That is the standard column of divisions as proscribed in the manuals, and how divisions moved on the field. There were really 5 usual formations that were to be used:

1. Line (2 ranks)
2. Column of divisions (5 divisions, that is double-companies) one behind the other with a variable distance, but the length of the division line being standard, and half and even quarter that for close manoeuvers)
3. Column of companies (10 companies in line, one after the other)
4. Column of fours (for moving on roads)
5. Square.

Deploying from column of divisions to line, and ploying from line to column of divisions were the most practiced movements. See Casey's school of the battalion. The standard method of deploying is illustrated thus:

plate16.gif
 

Tom Elmore

2nd Lieutenant
Member of the Year
Joined
Jan 16, 2015
Tom - I thought I would throw you this observation regarding marching in column on the roads. For many years I took as gospel the idea that infantry marched in company order with four men abreast. Several years ago I read the entire transcript of the 72nd​ Pa Supreme Court of Pa case regarding their monument location. In the witness testimony I saw the following exchange which seems to indicate that the 69th​ (and perhaps the entire brigade) entered the Gettysburg area on Taneytown Road in a two company abreast marching pattern so that eight soldiers would form each perpendicular line (4 from a particular company and 4 different soldiers from another company. THIS ALWAYS PUZZLED ME ???

Let me give you the court testimony and see what you and others think it implies. Mr.Ker (Capt William W Ker) – Lawyer for the 72nd​ and orator at their monument dedication) cross-examining former Private Joseph McKeever (Co E 69th​ Pa) Q - Your company was the second company from the colors? A (From Joseph McKeever - – No, sir, it was the first company from the colors. Q- Did your company adjoin the colors ? A- Yes sir on the left Q- Where was company H? A - On the right of the colors Q- How were you formed : Where you formed . A and F, D and I, C and H, E and K, G and B in the usual regimental formation? A – Yes sir we were.

--- Tom – This seems to imply that the 69th​ came down Taneytown Road in a 2 company wide – 5 company deep formation and then (after much previous planning and practice) shuffled itself into a ten company standard battle line. What do you think ?
I will refrain from addressing this question since I feel unqualified, but I believe @67th Tigers has provide a good answer in post #19. I will say that when the Union Second Corps arrived on the field early on July 2, it initially deployed off the Taneytown Road in columns of regiments (grouped by brigade) and some brigades kept that formation for several hours.

On a long march, sources seem to agree that troops moved in a column of fours, but in moving around the battlefield it seems they kept their two ranks, not only to save time but also to minimize casualties from enemy artillery. For the latter reason it was safer to march in open order (spread out) rather than closed up while moving from point to point in a column on the battlefield.

→ **Collected data**:
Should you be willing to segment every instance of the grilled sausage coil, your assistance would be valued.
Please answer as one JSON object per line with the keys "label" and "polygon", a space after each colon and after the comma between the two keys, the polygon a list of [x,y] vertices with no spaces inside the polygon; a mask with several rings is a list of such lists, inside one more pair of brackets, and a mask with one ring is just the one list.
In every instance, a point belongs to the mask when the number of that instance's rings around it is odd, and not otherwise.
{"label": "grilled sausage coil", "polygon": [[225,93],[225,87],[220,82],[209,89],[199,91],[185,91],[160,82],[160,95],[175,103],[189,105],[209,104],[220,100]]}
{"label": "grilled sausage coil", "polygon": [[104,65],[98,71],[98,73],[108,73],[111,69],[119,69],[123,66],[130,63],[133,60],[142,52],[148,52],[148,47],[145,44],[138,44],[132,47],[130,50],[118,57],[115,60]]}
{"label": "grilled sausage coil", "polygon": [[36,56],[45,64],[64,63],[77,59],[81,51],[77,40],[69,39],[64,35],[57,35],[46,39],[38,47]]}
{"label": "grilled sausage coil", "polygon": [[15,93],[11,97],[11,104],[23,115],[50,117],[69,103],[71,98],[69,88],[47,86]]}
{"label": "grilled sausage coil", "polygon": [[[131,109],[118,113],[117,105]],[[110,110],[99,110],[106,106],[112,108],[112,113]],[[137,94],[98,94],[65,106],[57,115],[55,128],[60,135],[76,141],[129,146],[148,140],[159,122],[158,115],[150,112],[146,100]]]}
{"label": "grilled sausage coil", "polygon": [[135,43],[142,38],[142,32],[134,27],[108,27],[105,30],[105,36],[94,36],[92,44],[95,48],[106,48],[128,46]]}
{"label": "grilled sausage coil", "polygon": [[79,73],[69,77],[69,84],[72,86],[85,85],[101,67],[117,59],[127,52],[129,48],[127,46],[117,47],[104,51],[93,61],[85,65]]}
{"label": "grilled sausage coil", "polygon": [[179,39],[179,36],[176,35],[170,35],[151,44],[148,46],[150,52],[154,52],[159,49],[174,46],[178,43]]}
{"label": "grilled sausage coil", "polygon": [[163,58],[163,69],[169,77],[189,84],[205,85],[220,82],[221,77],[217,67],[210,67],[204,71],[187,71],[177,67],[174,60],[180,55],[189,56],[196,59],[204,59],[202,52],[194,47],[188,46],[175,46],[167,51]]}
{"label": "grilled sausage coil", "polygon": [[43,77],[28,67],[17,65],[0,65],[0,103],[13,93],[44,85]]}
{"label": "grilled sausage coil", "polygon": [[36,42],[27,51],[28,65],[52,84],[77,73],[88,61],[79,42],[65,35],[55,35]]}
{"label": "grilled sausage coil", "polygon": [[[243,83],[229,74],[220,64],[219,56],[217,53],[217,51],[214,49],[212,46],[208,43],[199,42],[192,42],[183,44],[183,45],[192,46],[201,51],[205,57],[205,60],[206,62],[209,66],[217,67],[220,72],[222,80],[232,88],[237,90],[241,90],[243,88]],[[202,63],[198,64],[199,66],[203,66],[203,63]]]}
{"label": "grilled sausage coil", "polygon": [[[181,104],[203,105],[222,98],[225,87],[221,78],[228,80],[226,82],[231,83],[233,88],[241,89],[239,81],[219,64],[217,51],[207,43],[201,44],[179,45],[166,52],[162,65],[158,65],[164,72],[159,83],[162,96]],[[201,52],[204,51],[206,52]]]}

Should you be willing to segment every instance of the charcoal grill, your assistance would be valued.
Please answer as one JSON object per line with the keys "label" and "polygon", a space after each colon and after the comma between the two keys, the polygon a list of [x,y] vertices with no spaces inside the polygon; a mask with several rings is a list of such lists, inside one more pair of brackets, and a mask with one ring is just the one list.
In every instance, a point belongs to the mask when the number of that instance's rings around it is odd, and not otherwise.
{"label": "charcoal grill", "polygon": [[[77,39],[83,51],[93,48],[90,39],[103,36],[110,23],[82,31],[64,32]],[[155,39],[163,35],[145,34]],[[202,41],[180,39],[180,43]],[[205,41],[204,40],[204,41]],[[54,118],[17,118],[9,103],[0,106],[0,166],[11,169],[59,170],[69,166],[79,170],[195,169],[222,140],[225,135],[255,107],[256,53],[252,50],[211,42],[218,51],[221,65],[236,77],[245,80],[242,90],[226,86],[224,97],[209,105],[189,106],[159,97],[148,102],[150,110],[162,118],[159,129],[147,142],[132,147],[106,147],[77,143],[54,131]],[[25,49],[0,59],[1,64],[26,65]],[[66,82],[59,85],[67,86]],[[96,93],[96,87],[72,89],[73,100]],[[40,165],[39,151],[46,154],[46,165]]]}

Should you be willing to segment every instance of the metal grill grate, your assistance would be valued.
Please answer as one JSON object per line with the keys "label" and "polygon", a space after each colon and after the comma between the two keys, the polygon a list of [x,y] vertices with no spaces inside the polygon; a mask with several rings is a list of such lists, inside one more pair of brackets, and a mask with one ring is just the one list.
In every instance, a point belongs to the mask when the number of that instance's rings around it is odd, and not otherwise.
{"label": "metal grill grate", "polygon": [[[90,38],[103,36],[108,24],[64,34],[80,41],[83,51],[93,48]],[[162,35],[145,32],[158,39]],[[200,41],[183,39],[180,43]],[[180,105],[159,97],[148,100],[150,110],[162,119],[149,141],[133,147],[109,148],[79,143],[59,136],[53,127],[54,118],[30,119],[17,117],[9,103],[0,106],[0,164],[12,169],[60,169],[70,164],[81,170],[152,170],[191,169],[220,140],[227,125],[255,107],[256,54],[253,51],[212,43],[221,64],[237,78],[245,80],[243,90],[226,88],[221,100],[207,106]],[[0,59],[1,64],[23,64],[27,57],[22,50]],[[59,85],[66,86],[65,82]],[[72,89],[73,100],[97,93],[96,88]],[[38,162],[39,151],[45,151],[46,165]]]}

→ **TO DO**:
A – Answer these questions from the text on infantry formations:
(i) How many ranks make up the Line formation?
(ii) What company and regiment did Joseph McKeever serve in?
(iii) Off which road did the Union Second Corps initially deploy on July 2?
B – Reproduce the text on infantry formations word for word, everything from "2nd Lieutenant" down to "PUZZLED ME ???".
Rely only on the text about infantry formations when answering.

→ **SOLUTIONS FOR EACH TASK**:
A –
(i) Two ranks.
(ii) Company E of the 69th Pa.
(iii) The Taneytown Road.

B –
2nd Lieutenant
Member of the Year
Joined
Jan 16, 2015
Tom - I thought I would throw you this observation regarding marching in column on the roads. For many years I took as gospel the idea that infantry marched in company order with four men abreast. Several years ago I read the entire transcript of the 72nd​ Pa Supreme Court of Pa case regarding their monument location. In the witness testimony I saw the following exchange which seems to indicate that the 69th​ (and perhaps the entire brigade) entered the Gettysburg area on Taneytown Road in a two company abreast marching pattern so that eight soldiers would form each perpendicular line (4 from a particular company and 4 different soldiers from another company. THIS ALWAYS PUZZLED ME ???